Pull out every line of the data below that contains the string "positive", and copy each one in full. Matches must have the same case.

[DATA TO EXAMINE Boundary: Start]

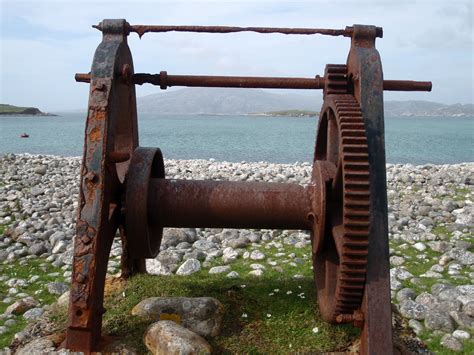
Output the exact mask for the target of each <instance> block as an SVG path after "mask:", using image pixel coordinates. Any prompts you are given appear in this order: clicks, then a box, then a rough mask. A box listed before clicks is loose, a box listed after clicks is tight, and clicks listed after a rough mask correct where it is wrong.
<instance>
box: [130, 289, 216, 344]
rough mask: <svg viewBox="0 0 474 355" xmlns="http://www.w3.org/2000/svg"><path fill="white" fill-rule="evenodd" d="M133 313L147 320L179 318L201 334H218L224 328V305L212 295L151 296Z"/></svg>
mask: <svg viewBox="0 0 474 355" xmlns="http://www.w3.org/2000/svg"><path fill="white" fill-rule="evenodd" d="M132 315H135V316H139V317H142V318H143V319H146V320H152V321H158V320H167V319H171V320H173V319H174V320H179V322H180V323H181V324H182V325H183V326H184V327H186V328H188V329H190V330H191V331H193V332H195V333H197V334H199V335H201V336H206V337H207V336H217V335H218V334H219V333H220V331H221V328H222V320H223V316H224V306H223V305H222V304H221V303H220V302H219V301H218V300H217V299H215V298H211V297H194V298H191V297H151V298H147V299H144V300H143V301H141V302H140V303H139V304H137V305H136V306H135V307H134V308H133V309H132Z"/></svg>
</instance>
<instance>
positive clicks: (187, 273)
mask: <svg viewBox="0 0 474 355" xmlns="http://www.w3.org/2000/svg"><path fill="white" fill-rule="evenodd" d="M199 270H201V262H200V261H199V260H197V259H188V260H186V261H185V262H184V263H183V264H181V266H180V267H179V268H178V270H177V271H176V275H181V276H187V275H191V274H194V273H195V272H198V271H199Z"/></svg>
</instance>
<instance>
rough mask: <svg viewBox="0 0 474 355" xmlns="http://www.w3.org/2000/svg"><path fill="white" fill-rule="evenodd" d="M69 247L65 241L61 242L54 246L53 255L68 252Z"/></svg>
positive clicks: (61, 241) (59, 242) (52, 252)
mask: <svg viewBox="0 0 474 355" xmlns="http://www.w3.org/2000/svg"><path fill="white" fill-rule="evenodd" d="M67 246H68V243H67V242H66V241H65V240H60V241H58V242H57V243H56V245H55V246H54V248H53V250H52V253H53V254H59V253H63V252H65V251H66V249H67Z"/></svg>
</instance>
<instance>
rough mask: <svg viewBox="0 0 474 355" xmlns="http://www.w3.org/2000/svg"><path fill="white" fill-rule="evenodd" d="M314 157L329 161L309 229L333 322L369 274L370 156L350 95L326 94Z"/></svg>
mask: <svg viewBox="0 0 474 355" xmlns="http://www.w3.org/2000/svg"><path fill="white" fill-rule="evenodd" d="M334 68H337V72H339V71H341V68H342V66H341V67H334V66H332V65H330V66H328V69H327V73H328V74H329V75H330V73H331V72H332V70H334ZM315 158H316V161H322V162H324V163H325V164H326V165H329V166H331V165H332V166H333V168H332V169H328V168H326V169H325V170H326V171H327V172H326V173H325V175H326V176H327V175H328V174H331V175H332V176H327V177H326V179H328V178H329V179H328V180H329V184H326V187H325V188H326V194H327V198H326V205H325V207H326V208H325V210H326V221H325V227H324V230H323V231H321V234H319V235H314V234H313V238H317V239H316V240H315V241H313V251H314V253H313V265H314V276H315V282H316V289H317V292H318V305H319V309H320V311H321V316H322V317H323V319H324V320H326V321H328V322H332V323H334V322H336V318H337V316H339V315H341V314H352V313H353V312H354V311H356V310H357V309H358V308H359V307H360V304H361V300H362V295H363V292H364V285H365V283H366V273H367V254H368V244H369V241H368V238H369V227H370V223H369V208H370V207H369V206H370V199H371V196H370V182H369V157H368V147H367V139H366V137H365V126H364V120H363V117H362V112H361V111H360V108H359V104H358V102H357V100H356V99H355V98H354V97H353V96H352V95H350V94H328V95H326V96H325V101H324V105H323V109H322V110H321V116H320V121H319V128H318V137H317V140H316V149H315ZM321 167H322V164H321V163H319V164H315V165H314V168H315V169H316V172H314V173H313V176H315V175H316V176H318V175H320V174H321V173H322V171H321ZM316 182H319V181H316ZM321 239H322V240H321ZM315 244H316V245H318V247H317V248H316V250H315V249H314V246H315Z"/></svg>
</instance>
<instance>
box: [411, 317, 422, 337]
mask: <svg viewBox="0 0 474 355" xmlns="http://www.w3.org/2000/svg"><path fill="white" fill-rule="evenodd" d="M408 325H409V326H410V327H411V328H412V329H413V331H414V332H415V334H416V335H419V334H421V332H422V331H423V328H424V327H423V324H422V323H421V322H419V321H417V320H416V319H410V320H409V321H408Z"/></svg>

[DATA TO EXAMINE Boundary: End]

* [REPLY TO THE TASK]
positive clicks: (187, 273)
positive clicks: (61, 241) (59, 242) (52, 252)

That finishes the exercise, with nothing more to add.